■ Source:
Economics has failed us. Miserably - huihuiilly
http://bostonreview.net/class-inequality/jonathan-kirshner-whistling-past-graveyard
======
Agustus
No, politicians abusing economists have failed the system. In each case a
politician wants to accomplish x, they find an economist wanting to sell their
soul by saying: x might be possible if y and z are held constant; but y and z
are impossible to hold constant. Look no further than any administrations
options:

1\. Minimum wage, all economic 101 will tell you it does not work, yet, there
is Krugman (who published a textbook stating it does not work) saying minimum
wage can be raised with only a slight impact on the market.

2\. Trade tariffs: they hurt downstream utilization, the aluminum prices
increase has impacted the vehicle manufacturers in the US. Yet here we have
the current administration saying: oh, it will work.

3\. Rent control: it does nothing but gut the markets of rentable space,
drives the landlords out of the market, and reduces available affordable
housing. Yet, here is Oregon finding economists who say: maybe... it might
work.

■ Data for this exercise:
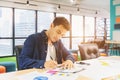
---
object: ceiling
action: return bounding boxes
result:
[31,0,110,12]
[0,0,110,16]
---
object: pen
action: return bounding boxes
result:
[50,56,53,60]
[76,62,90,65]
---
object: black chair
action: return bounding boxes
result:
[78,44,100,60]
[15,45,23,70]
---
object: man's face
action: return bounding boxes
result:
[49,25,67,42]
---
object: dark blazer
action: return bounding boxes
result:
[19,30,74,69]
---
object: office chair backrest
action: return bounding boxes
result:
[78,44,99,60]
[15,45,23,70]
--
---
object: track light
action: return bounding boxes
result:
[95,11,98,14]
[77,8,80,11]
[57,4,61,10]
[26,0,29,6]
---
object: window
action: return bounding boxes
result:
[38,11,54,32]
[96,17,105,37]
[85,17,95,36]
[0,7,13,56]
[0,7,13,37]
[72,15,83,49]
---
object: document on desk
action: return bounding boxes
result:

■ Given instruction 1: Can you reproduce the part of the economics thread starting at "1\. Minimum wage, all" and ending at "on the market."?
■ Given instruction 2: Can you find every line of the records that contains the string "object", with case counting, and copy each of those lines?
The forum thread and the records come from unrelated sources.

■ Written reply 1:
1\. Minimum wage, all economic 101 will tell you it does not work, yet, there
is Krugman (who published a textbook stating it does not work) saying minimum
wage can be raised with only a slight impact on the market.

■ Written reply 2:
object: ceiling
object: pen
object: black chair
object: man's face
object: dark blazer
object: office chair backrest
object: track light
object: window
object: document on desk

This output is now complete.